=== Material supplied ===
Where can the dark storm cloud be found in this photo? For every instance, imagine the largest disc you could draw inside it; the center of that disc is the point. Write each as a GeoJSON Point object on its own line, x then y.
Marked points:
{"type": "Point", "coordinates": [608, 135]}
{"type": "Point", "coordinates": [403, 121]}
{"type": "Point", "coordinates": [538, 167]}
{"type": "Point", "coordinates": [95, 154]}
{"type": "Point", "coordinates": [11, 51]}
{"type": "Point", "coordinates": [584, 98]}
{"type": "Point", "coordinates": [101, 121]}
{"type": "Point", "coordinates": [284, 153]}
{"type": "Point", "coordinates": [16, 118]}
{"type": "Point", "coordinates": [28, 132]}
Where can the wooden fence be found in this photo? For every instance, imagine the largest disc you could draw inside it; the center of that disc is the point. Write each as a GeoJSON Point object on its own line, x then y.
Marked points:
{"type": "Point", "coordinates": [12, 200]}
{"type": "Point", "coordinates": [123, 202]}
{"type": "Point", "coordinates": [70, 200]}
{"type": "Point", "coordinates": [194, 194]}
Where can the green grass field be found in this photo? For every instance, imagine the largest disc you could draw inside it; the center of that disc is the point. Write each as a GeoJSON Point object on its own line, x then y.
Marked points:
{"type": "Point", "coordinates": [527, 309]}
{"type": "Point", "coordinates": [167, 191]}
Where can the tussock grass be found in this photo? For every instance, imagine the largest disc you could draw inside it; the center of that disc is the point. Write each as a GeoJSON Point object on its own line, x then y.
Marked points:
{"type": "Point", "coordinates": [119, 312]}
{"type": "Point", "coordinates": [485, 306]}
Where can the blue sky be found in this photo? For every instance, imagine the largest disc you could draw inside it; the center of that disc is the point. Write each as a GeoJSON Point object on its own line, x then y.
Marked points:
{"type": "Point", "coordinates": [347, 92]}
===
Repeat the lines above word for word, from first to last.

Where can the dark storm cloud be found in this photo? For every instance, imagine the largest disc you could draw inside it; the center of that disc is the point. Write each as a GeoJSON Point object on its own line, x then y.
Marked points:
{"type": "Point", "coordinates": [608, 135]}
{"type": "Point", "coordinates": [403, 121]}
{"type": "Point", "coordinates": [538, 167]}
{"type": "Point", "coordinates": [95, 154]}
{"type": "Point", "coordinates": [11, 51]}
{"type": "Point", "coordinates": [584, 98]}
{"type": "Point", "coordinates": [101, 121]}
{"type": "Point", "coordinates": [284, 153]}
{"type": "Point", "coordinates": [16, 118]}
{"type": "Point", "coordinates": [28, 132]}
Where can the wooden fence be found in this photo? For every instance, imagine the largest disc you could draw inside it; the center of that disc is the point. Write each as a GeoJSON Point object on its own line, x then y.
Marked points:
{"type": "Point", "coordinates": [12, 200]}
{"type": "Point", "coordinates": [123, 202]}
{"type": "Point", "coordinates": [70, 200]}
{"type": "Point", "coordinates": [194, 194]}
Where can the green grass field be found in this photo? For every instance, imagine the largest disc you could draw inside it; the center of that disc is the point. Write each as a GeoJSON Point object on its own line, x then y.
Marked points:
{"type": "Point", "coordinates": [527, 309]}
{"type": "Point", "coordinates": [167, 191]}
Where can the tussock grass be found in this photo? For every instance, imagine the largest disc you could draw inside it; the center of that disc is the point. Write each as a GeoJSON Point object on its own line, x then y.
Marked points:
{"type": "Point", "coordinates": [119, 312]}
{"type": "Point", "coordinates": [485, 306]}
Where can the blue sky be found in this photo? For every instance, imagine the largest disc you could draw inside it; the center of that disc is the point. Write each as a GeoJSON Point object on its own line, x then y.
Marked points:
{"type": "Point", "coordinates": [347, 92]}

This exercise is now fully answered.